EXTRAIT DE PAGE:
- - -
CONSTITUTION DU 4 OCTOBRE 1958

DOUZIÈME LÉGISLATURE

Enregistré à la Présidence de l'Assemblée nationale le 14 janvier 2003.

RAPPORT

FAIT

AU NOM DE LA COMMISSION DES AFFAIRES ÉTRANGÈRES SUR LE PROJET DE LOI (n° 337), autorisant l'approbation de l'avenant à la convention entre la République française et la République fédérale d'Allemagne en vue d'éviter les doubles impositions et d'établir des règles d'assistance administrative et juridique réciproque en matière d'impôts sur le revenu et sur la fortune, ainsi qu'en matière de contributions des patentes et de contributions foncières, du 21 juillet 1959, modifiée par l'avenant du 9 juin 1969 et par l'avenant du 28 septembre 1989, signé à Paris le 20 décembre 2001,

PAR M. GILBERT GANTIER,

Député

--

Traités et conventions.
- - -
CONSIGNE 1: Affichez toutes les lignes des entrées ci-dessous qui contiennent la chaîne "dirt".
Ces entrées n'ont aucun lien avec l'extrait ci-dessus.

Enregistrements du jeu de données d'annotation par points
- - -
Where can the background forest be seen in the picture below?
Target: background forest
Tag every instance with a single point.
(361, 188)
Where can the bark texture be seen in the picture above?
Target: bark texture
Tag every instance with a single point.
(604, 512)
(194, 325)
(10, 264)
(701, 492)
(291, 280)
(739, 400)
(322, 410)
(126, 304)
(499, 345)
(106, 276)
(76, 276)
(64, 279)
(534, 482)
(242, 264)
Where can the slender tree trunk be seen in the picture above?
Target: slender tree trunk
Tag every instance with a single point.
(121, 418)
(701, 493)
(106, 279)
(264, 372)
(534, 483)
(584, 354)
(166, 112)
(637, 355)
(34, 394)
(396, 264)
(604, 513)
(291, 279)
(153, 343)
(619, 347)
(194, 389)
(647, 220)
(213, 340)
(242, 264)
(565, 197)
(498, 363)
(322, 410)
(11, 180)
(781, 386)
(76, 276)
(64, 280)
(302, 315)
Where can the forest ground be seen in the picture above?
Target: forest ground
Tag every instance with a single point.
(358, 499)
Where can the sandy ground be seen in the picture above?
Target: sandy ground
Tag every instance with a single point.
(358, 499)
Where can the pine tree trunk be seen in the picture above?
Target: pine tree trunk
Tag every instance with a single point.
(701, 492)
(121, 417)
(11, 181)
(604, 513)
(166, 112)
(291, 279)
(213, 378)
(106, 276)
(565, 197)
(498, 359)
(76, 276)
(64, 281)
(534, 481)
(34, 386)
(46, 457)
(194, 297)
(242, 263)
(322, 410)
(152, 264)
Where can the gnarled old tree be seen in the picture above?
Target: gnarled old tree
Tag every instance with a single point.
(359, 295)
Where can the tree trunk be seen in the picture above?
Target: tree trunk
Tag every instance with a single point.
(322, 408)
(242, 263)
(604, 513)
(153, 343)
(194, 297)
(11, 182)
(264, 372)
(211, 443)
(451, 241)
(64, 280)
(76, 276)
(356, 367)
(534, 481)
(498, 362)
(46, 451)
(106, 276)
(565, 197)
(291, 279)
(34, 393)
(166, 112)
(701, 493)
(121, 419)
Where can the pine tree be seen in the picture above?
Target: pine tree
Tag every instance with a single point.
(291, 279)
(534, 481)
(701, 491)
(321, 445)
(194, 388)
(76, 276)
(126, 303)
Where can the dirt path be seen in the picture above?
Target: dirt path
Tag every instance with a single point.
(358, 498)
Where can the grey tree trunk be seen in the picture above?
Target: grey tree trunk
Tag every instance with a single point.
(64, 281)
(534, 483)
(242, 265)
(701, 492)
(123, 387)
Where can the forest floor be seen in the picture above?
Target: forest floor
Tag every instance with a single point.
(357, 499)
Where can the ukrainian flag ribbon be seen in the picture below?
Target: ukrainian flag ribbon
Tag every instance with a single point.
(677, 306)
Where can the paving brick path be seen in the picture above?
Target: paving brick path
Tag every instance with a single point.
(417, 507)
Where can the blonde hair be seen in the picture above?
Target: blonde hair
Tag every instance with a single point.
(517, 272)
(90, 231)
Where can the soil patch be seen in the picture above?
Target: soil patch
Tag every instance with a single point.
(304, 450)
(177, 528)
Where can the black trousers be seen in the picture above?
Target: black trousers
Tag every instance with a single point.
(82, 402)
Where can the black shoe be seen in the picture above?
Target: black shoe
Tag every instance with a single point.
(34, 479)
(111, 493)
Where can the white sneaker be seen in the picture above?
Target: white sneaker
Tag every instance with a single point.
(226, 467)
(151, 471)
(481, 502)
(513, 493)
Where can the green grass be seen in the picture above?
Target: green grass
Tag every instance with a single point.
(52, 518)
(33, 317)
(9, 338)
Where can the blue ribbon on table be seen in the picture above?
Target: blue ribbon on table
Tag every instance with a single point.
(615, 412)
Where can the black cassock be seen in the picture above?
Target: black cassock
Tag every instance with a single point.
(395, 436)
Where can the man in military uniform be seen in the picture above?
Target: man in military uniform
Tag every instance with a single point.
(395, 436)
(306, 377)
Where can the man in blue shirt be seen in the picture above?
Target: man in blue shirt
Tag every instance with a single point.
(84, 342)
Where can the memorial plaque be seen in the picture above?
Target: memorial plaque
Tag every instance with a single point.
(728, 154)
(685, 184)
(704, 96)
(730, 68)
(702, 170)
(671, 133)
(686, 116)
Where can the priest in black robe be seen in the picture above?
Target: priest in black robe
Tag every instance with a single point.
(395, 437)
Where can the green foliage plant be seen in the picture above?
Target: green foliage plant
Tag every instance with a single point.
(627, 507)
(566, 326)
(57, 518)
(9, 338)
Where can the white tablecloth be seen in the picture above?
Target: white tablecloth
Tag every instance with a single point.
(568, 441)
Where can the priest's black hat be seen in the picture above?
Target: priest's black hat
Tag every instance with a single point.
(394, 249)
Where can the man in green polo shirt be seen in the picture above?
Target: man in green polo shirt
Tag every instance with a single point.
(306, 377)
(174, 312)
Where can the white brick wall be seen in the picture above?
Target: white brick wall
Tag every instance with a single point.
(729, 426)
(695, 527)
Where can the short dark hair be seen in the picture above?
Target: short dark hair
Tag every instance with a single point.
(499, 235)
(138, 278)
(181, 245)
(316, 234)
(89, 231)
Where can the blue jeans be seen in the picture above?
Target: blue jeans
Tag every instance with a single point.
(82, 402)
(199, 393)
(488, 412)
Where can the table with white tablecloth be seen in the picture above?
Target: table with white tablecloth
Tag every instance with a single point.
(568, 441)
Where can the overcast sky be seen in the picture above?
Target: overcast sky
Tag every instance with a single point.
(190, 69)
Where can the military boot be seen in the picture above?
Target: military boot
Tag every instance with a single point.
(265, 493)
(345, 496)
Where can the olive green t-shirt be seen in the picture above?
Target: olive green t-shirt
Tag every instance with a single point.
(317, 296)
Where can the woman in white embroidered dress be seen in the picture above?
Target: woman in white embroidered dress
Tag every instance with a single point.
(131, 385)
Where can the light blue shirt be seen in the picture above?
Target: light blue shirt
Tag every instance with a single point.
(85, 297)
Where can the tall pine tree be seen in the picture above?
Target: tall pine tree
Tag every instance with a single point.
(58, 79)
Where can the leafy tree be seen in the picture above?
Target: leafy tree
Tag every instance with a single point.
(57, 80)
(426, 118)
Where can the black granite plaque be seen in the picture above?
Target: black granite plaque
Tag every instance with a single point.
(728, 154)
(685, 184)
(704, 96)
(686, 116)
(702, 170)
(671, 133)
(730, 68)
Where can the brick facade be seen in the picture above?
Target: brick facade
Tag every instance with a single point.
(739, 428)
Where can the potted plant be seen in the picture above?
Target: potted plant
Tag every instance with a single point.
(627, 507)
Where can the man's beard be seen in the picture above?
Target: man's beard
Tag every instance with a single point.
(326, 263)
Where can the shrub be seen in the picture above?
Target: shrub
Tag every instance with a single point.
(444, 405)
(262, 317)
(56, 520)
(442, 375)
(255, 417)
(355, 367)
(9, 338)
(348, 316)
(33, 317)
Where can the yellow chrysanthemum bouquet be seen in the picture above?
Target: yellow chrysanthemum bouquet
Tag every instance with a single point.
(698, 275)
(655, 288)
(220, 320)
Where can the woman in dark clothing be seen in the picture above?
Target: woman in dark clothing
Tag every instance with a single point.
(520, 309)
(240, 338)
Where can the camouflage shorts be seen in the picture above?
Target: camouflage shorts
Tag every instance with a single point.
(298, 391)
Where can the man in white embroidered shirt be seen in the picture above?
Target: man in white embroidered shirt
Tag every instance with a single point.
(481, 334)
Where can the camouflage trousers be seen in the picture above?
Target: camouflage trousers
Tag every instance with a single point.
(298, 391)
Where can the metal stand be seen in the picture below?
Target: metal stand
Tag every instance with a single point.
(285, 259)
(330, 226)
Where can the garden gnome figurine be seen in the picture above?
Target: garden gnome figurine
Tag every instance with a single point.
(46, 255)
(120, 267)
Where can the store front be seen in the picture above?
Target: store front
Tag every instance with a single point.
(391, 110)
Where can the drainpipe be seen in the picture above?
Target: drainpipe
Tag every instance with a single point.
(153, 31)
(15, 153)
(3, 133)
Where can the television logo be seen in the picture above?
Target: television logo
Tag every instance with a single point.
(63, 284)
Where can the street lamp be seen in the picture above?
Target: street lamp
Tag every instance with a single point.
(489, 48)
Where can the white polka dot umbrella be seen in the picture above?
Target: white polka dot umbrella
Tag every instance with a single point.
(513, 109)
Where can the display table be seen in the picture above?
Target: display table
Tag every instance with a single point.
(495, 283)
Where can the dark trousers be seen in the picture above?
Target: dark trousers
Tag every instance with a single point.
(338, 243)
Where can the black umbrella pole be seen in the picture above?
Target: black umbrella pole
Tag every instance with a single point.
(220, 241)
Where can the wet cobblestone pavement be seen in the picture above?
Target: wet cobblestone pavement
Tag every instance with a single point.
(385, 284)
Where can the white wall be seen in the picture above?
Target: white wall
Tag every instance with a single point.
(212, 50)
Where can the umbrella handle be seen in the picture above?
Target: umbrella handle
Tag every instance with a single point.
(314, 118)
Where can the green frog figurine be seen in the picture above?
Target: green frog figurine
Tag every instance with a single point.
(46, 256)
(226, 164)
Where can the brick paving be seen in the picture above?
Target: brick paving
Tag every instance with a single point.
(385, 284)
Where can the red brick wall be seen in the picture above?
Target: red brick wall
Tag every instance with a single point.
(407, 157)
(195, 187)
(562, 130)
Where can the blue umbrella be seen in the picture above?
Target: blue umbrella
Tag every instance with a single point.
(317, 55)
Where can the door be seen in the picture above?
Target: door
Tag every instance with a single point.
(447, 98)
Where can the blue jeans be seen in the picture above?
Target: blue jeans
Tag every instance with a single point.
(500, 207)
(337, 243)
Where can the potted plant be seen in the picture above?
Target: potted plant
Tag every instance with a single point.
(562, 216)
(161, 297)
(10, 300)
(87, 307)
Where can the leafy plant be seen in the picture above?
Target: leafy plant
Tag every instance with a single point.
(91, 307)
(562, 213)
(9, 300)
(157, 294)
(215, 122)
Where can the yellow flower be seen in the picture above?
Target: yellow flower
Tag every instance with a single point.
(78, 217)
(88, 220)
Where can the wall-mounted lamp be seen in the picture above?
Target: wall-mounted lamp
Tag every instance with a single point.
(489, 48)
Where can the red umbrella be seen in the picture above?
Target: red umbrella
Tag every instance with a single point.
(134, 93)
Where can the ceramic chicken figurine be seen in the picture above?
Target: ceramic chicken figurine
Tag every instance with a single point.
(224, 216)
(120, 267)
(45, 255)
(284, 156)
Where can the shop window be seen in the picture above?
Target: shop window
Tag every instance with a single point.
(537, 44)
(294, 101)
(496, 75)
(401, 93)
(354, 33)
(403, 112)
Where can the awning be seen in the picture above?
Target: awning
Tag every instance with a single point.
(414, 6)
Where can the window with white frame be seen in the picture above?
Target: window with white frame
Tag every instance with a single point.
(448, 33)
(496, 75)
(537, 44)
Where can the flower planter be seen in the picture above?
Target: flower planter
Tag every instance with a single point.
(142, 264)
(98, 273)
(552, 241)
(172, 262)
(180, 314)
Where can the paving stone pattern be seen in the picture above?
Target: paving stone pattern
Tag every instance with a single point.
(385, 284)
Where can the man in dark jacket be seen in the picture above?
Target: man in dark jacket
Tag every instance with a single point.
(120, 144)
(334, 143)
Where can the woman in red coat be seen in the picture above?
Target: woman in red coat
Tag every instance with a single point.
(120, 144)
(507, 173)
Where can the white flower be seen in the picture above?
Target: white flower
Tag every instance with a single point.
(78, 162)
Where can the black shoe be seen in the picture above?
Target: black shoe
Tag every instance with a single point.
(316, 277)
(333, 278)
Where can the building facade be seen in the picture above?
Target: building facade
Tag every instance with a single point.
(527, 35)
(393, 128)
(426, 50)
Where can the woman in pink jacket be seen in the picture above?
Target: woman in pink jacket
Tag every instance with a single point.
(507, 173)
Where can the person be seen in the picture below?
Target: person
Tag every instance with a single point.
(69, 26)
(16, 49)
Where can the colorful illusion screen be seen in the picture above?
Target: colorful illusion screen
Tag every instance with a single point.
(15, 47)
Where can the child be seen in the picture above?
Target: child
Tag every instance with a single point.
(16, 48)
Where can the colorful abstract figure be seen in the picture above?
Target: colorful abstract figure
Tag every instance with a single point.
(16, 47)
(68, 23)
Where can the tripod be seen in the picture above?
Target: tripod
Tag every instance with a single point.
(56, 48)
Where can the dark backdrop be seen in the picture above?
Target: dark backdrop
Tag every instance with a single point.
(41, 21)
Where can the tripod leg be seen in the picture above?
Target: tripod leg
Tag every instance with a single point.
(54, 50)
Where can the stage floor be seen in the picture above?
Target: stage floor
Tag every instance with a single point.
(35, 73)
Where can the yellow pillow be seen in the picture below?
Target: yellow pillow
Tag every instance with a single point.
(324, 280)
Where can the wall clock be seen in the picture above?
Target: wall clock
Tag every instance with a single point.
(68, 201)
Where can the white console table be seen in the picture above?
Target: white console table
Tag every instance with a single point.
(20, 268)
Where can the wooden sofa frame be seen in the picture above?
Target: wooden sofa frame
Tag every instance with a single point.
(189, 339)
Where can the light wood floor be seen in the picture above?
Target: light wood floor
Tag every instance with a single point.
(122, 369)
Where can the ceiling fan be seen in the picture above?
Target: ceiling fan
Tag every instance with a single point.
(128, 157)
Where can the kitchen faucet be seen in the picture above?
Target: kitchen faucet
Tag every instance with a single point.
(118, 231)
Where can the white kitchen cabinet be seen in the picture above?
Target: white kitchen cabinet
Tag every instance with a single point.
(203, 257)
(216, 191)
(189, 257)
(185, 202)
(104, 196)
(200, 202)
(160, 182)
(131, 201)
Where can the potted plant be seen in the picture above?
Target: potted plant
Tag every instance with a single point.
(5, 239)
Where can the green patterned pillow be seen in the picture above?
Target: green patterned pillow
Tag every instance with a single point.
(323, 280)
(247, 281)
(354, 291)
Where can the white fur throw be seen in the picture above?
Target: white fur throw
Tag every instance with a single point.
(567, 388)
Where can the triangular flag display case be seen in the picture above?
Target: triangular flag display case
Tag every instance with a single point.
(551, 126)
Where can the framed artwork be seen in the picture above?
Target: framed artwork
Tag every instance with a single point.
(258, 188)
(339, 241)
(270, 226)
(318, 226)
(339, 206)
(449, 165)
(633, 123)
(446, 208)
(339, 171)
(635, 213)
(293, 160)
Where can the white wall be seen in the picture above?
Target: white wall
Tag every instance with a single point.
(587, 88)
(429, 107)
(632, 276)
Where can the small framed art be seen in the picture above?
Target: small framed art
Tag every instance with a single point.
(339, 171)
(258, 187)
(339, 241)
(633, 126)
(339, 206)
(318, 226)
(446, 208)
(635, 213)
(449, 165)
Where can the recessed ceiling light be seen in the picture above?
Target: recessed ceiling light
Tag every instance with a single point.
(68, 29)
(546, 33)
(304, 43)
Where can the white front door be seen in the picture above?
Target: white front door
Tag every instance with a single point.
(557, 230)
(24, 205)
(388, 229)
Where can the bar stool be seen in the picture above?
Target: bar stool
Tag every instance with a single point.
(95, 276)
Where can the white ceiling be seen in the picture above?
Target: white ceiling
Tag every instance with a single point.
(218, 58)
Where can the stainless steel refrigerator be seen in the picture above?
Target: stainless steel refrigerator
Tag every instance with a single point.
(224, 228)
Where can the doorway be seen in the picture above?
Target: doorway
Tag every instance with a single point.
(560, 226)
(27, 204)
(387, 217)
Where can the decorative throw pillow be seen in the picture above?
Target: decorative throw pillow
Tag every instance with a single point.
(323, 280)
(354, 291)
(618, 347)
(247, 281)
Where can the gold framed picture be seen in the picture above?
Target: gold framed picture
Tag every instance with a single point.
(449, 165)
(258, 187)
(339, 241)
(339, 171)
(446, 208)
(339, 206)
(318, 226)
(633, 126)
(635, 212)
- - -
CONSIGNE 2: Réécrivez le passage de l'extrait compris entre "AU NOM DE LA" et "Traités et conventions.", bornes incluses, en remplaçant "Paris" par "Berlin".

RÉPONSE 1:
Where can the dirt path be seen in the picture above?
Target: dirt path

RÉPONSE 2:
AU NOM DE LA COMMISSION DES AFFAIRES ÉTRANGÈRES SUR LE PROJET DE LOI (n° 337), autorisant l'approbation de l'avenant à la convention entre la République française et la République fédérale d'Allemagne en vue d'éviter les doubles impositions et d'établir des règles d'assistance administrative et juridique réciproque en matière d'impôts sur le revenu et sur la fortune, ainsi qu'en matière de contributions des patentes et de contributions foncières, du 21 juillet 1959, modifiée par l'avenant du 9 juin 1969 et par l'avenant du 28 septembre 1989, signé à Berlin le 20 décembre 2001,

PAR M. GILBERT GANTIER,

Député

--

Traités et conventions.